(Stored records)
********************

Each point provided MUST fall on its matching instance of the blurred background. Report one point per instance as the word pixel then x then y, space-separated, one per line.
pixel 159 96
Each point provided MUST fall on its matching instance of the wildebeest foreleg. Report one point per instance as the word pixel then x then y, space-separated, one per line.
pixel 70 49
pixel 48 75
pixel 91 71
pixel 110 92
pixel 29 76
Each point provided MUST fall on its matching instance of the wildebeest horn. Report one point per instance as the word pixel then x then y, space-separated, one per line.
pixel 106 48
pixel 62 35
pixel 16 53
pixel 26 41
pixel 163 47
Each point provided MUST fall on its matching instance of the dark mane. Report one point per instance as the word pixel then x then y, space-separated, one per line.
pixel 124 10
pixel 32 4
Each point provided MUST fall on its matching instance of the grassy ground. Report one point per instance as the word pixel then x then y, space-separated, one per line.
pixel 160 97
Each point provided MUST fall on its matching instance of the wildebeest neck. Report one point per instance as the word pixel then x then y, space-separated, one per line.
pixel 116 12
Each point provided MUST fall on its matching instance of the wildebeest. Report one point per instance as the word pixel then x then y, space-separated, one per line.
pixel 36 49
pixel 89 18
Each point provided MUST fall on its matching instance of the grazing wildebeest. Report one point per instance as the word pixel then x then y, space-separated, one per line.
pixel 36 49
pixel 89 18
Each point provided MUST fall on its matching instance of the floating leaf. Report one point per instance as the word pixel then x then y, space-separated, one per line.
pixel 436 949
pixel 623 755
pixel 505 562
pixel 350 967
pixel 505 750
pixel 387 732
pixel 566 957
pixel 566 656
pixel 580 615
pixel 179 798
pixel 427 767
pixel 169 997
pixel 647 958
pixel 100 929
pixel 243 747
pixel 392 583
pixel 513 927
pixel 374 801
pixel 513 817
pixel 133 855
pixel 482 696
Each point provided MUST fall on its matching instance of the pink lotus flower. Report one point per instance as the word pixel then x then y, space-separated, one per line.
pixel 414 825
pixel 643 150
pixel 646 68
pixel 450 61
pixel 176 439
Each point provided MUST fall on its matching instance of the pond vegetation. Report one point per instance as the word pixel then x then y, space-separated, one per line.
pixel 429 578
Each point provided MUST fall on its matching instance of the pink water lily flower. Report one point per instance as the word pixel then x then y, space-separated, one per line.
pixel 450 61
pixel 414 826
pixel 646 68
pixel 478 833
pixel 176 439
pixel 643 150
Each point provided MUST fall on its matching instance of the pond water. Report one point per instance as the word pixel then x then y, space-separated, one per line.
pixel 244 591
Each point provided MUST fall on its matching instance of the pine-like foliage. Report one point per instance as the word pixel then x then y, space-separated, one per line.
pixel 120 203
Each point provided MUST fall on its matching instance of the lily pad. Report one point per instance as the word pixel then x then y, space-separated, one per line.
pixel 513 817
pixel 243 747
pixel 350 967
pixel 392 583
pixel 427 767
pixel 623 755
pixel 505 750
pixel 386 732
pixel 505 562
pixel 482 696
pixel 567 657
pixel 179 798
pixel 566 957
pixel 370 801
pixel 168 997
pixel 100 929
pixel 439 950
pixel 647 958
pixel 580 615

********************

Only the lines from the one with "of the lily" through the end of the data should be printed, each exactly as it appears.

*Solution:*
Each point provided MUST fall on its matching instance of the lily pad. Report one point per instance as the word pixel then x then y, space-separated, one per line.
pixel 513 817
pixel 243 747
pixel 350 967
pixel 392 583
pixel 427 767
pixel 623 755
pixel 505 750
pixel 386 732
pixel 505 562
pixel 482 696
pixel 567 657
pixel 179 798
pixel 566 957
pixel 370 801
pixel 168 997
pixel 100 929
pixel 439 950
pixel 647 958
pixel 580 615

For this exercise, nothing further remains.